++++ INPUT MATERIAL ++++

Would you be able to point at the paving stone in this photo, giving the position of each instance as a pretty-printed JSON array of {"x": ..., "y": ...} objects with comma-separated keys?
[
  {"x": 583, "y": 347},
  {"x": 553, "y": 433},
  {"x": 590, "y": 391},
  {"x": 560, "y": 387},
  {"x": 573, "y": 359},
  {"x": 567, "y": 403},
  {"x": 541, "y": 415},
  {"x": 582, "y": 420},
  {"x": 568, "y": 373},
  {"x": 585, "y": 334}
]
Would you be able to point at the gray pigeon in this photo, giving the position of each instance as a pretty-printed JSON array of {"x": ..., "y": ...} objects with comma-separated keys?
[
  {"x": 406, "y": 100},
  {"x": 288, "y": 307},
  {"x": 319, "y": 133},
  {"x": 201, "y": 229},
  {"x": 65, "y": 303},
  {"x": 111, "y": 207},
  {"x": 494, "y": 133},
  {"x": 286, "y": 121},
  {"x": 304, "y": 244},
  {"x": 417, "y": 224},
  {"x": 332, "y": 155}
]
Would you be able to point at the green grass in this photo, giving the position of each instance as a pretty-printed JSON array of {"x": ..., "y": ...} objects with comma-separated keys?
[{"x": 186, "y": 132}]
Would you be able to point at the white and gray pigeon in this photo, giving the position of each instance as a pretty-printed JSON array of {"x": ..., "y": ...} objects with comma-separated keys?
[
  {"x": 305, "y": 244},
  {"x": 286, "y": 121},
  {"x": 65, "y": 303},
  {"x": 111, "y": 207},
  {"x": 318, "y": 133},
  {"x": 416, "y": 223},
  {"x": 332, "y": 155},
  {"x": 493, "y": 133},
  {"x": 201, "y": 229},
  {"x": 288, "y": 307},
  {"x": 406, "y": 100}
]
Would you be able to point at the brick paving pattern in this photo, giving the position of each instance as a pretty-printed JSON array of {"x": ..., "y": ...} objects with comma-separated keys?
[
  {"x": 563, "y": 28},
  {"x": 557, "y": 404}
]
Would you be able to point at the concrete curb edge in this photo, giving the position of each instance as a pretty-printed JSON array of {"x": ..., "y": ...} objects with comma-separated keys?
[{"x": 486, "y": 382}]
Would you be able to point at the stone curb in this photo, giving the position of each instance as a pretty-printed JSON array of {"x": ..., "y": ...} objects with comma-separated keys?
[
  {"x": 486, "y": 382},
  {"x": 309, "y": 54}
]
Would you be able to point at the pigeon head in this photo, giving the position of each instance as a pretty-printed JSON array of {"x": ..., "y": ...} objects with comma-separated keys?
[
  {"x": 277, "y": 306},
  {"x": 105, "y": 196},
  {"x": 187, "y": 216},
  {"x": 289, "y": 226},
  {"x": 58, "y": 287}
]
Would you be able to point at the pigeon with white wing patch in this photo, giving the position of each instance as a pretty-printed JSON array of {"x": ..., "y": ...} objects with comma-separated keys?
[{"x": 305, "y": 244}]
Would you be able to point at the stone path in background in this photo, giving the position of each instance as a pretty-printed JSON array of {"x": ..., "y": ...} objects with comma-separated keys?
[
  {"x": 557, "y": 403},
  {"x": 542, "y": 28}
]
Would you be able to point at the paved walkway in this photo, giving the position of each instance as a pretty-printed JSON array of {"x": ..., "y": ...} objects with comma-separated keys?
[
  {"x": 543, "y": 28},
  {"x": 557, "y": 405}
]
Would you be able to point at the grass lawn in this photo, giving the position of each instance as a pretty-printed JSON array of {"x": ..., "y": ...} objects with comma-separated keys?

++++

## GIVEN REQUEST:
Every record above must be duplicated exactly.

## ANSWER TO THE TASK:
Would you be able to point at the paving stone in this photo, giving the position of each instance as a pretty-printed JSON array of {"x": ..., "y": ...} objects with comma-separated keys?
[
  {"x": 583, "y": 347},
  {"x": 553, "y": 433},
  {"x": 590, "y": 391},
  {"x": 560, "y": 387},
  {"x": 573, "y": 359},
  {"x": 567, "y": 403},
  {"x": 541, "y": 415},
  {"x": 582, "y": 420},
  {"x": 568, "y": 373},
  {"x": 585, "y": 334}
]
Would you be able to point at the gray pigeon in this photo, giving the position of each instance as a pretty-printed JSON array of {"x": ..., "y": ...} objects with comma-separated keys?
[
  {"x": 406, "y": 100},
  {"x": 288, "y": 307},
  {"x": 319, "y": 133},
  {"x": 201, "y": 229},
  {"x": 65, "y": 303},
  {"x": 111, "y": 207},
  {"x": 494, "y": 133},
  {"x": 286, "y": 121},
  {"x": 304, "y": 244},
  {"x": 417, "y": 224},
  {"x": 332, "y": 155}
]
Would you be able to point at the green grass in this photo, giving the position of each instance as a pretty-printed JSON array of {"x": ..., "y": ...} objects with comma-separated keys?
[{"x": 186, "y": 132}]
Would you be able to point at the white and gray pigeon in this photo, giving the position of each instance as a pretty-printed JSON array of {"x": ..., "y": ...} objects with comma-separated keys?
[
  {"x": 305, "y": 244},
  {"x": 286, "y": 121},
  {"x": 65, "y": 303},
  {"x": 111, "y": 207},
  {"x": 318, "y": 133},
  {"x": 416, "y": 223},
  {"x": 332, "y": 155},
  {"x": 493, "y": 133},
  {"x": 201, "y": 229},
  {"x": 288, "y": 307},
  {"x": 406, "y": 100}
]
Would you be able to point at the brick paving pattern in this photo, giving the position of each instance as a pretty-printed JSON array of {"x": ..., "y": ...} objects with comma-separated keys?
[
  {"x": 563, "y": 28},
  {"x": 557, "y": 404}
]
Would you be able to point at the concrete curb edge in this photo, giving the position of each instance as a pretty-printed JSON array of {"x": ..., "y": ...} objects with comma-separated keys?
[{"x": 486, "y": 382}]
Would you be able to point at the stone curb in this photo, giving the position of each instance as a pretty-printed JSON array of {"x": ..., "y": ...} objects with comma-separated keys?
[
  {"x": 486, "y": 382},
  {"x": 309, "y": 54}
]
Would you be able to point at the pigeon head in this photo, giving the position of each instance as a pretty-printed JSON array of {"x": ..., "y": ...} objects with comma-separated keys?
[
  {"x": 277, "y": 306},
  {"x": 105, "y": 196},
  {"x": 187, "y": 216},
  {"x": 289, "y": 226},
  {"x": 58, "y": 287}
]
Would you be able to point at the pigeon with white wing patch in this photo, giving the position of each instance as a pretty-printed JSON array of {"x": ..., "y": ...} objects with comma-separated keys?
[{"x": 305, "y": 244}]
Would you be able to point at the stone path in background in this photo, giving the position of each instance as a pretty-printed JSON array of {"x": ..., "y": ...} objects with comma-separated keys?
[
  {"x": 557, "y": 403},
  {"x": 542, "y": 28}
]
Would you be able to point at the paved walkway in this photo, giving the position of each instance as a pretty-printed JSON array of {"x": ..., "y": ...} objects with comma-separated keys?
[
  {"x": 543, "y": 28},
  {"x": 557, "y": 405}
]
Would you be able to point at the grass lawn in this photo, giving the position of each instance as a pretty-printed JSON array of {"x": ..., "y": ...} objects with comma-separated keys?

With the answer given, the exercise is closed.